From the first line to the last, print the records exactly, leaving out the pictures.

------ SOURCE INFORMATION

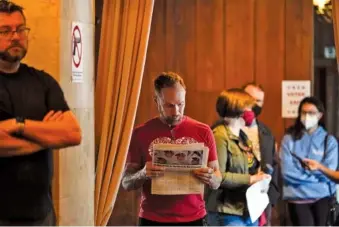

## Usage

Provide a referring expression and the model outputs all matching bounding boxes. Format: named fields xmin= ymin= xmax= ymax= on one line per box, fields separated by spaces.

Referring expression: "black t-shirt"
xmin=0 ymin=63 xmax=69 ymax=220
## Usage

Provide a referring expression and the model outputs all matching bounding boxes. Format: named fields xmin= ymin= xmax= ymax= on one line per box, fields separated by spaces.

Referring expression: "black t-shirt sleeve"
xmin=43 ymin=73 xmax=70 ymax=112
xmin=0 ymin=84 xmax=13 ymax=120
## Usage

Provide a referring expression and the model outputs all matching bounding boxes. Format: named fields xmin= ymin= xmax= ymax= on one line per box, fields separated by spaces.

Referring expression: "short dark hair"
xmin=216 ymin=88 xmax=255 ymax=118
xmin=154 ymin=72 xmax=186 ymax=94
xmin=242 ymin=82 xmax=264 ymax=92
xmin=0 ymin=1 xmax=25 ymax=20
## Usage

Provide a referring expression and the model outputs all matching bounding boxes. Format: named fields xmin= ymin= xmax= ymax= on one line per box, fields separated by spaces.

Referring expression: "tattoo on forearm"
xmin=122 ymin=165 xmax=148 ymax=190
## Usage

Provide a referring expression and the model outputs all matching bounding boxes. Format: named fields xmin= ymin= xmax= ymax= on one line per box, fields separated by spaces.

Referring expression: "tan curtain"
xmin=94 ymin=0 xmax=154 ymax=225
xmin=333 ymin=0 xmax=339 ymax=66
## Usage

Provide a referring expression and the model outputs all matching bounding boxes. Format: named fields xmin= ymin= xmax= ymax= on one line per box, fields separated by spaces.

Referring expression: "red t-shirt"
xmin=127 ymin=116 xmax=217 ymax=223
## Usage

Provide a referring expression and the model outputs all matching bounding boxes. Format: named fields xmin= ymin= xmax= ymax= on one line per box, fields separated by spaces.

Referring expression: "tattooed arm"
xmin=121 ymin=162 xmax=165 ymax=191
xmin=122 ymin=163 xmax=148 ymax=191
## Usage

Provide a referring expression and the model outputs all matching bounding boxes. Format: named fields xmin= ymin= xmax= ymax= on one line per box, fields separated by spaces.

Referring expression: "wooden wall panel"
xmin=135 ymin=0 xmax=166 ymax=125
xmin=255 ymin=0 xmax=286 ymax=143
xmin=284 ymin=0 xmax=314 ymax=130
xmin=255 ymin=1 xmax=286 ymax=224
xmin=225 ymin=0 xmax=255 ymax=88
xmin=186 ymin=91 xmax=221 ymax=125
xmin=165 ymin=0 xmax=197 ymax=90
xmin=109 ymin=0 xmax=313 ymax=225
xmin=196 ymin=0 xmax=225 ymax=92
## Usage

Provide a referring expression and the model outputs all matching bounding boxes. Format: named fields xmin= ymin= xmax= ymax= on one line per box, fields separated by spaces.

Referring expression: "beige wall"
xmin=58 ymin=0 xmax=95 ymax=225
xmin=16 ymin=0 xmax=60 ymax=79
xmin=15 ymin=0 xmax=95 ymax=225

------------

### OUTPUT BELOW
## Usage

Provide a referring expression and the model outputs all matching bounding boxes. Format: named fields xmin= ymin= xmax= ymax= on one line per box, fields separated by spaces.

Referring expression: "black t-shirt"
xmin=0 ymin=63 xmax=69 ymax=220
## Usage

Provide a referring expression and the model outputs all matching bounding boxes. Format: named fields xmin= ymin= xmax= ymax= on one line per box, fields separated by spaces.

Referring expression: "black t-shirt sleeve"
xmin=43 ymin=73 xmax=70 ymax=112
xmin=0 ymin=84 xmax=13 ymax=120
## Usage

Provide a referring expression and the model outputs all matching bounding boxes. Format: named fields xmin= ymin= xmax= ymax= on one line per box, fields separated by spaces.

Referring expression: "short dark hair"
xmin=216 ymin=88 xmax=255 ymax=118
xmin=154 ymin=72 xmax=186 ymax=94
xmin=242 ymin=82 xmax=264 ymax=92
xmin=0 ymin=1 xmax=25 ymax=20
## Usage

Provide a referring expression and the model outputs all matching bounding boxes. Format: named fields xmin= ymin= xmax= ymax= on one line per box, fields separated by spaces.

Referring expression: "tattoo on forearm"
xmin=122 ymin=165 xmax=148 ymax=190
## Usage

Provide a referring expression and the model outputs all matching bounding boxes. Format: named fields xmin= ymin= xmax= ymax= on one line per box, fields separated by spaces.

Referring expression: "tan curtain"
xmin=94 ymin=0 xmax=154 ymax=225
xmin=333 ymin=0 xmax=339 ymax=66
## Usage

Provide a referring expression and the model outputs all matching bounding boxes. Format: named fields xmin= ymin= xmax= ymax= on one line per box, fields separated by spaces.

Referring expression: "red t-shirt"
xmin=127 ymin=116 xmax=217 ymax=223
## Usage

Provide a referring expression and the model outputs all matching bounding boxes. Format: named fields xmin= ymin= xmax= ymax= on one line per box, fields separated by spaces.

Referring expression: "tattooed arm"
xmin=121 ymin=162 xmax=165 ymax=191
xmin=122 ymin=163 xmax=148 ymax=191
## Usage

Provide a referring expression and the model outputs all matching bounding boxes. Format: named fields xmin= ymin= xmax= ymax= on one line per box, fields separated by spaces.

Referring expression: "wooden wall panel"
xmin=135 ymin=0 xmax=166 ymax=125
xmin=255 ymin=0 xmax=286 ymax=143
xmin=284 ymin=0 xmax=314 ymax=130
xmin=255 ymin=1 xmax=286 ymax=224
xmin=225 ymin=0 xmax=255 ymax=88
xmin=186 ymin=91 xmax=221 ymax=125
xmin=165 ymin=0 xmax=197 ymax=90
xmin=109 ymin=0 xmax=313 ymax=225
xmin=196 ymin=0 xmax=225 ymax=92
## Usage

Provide a referring expression and the model outputs all matching bounding boxes. Format: named fields xmin= ymin= xmax= ymax= on one line per box, fields separated by spaces.

Referring expression: "beige wall"
xmin=58 ymin=0 xmax=95 ymax=225
xmin=16 ymin=0 xmax=60 ymax=79
xmin=15 ymin=0 xmax=95 ymax=225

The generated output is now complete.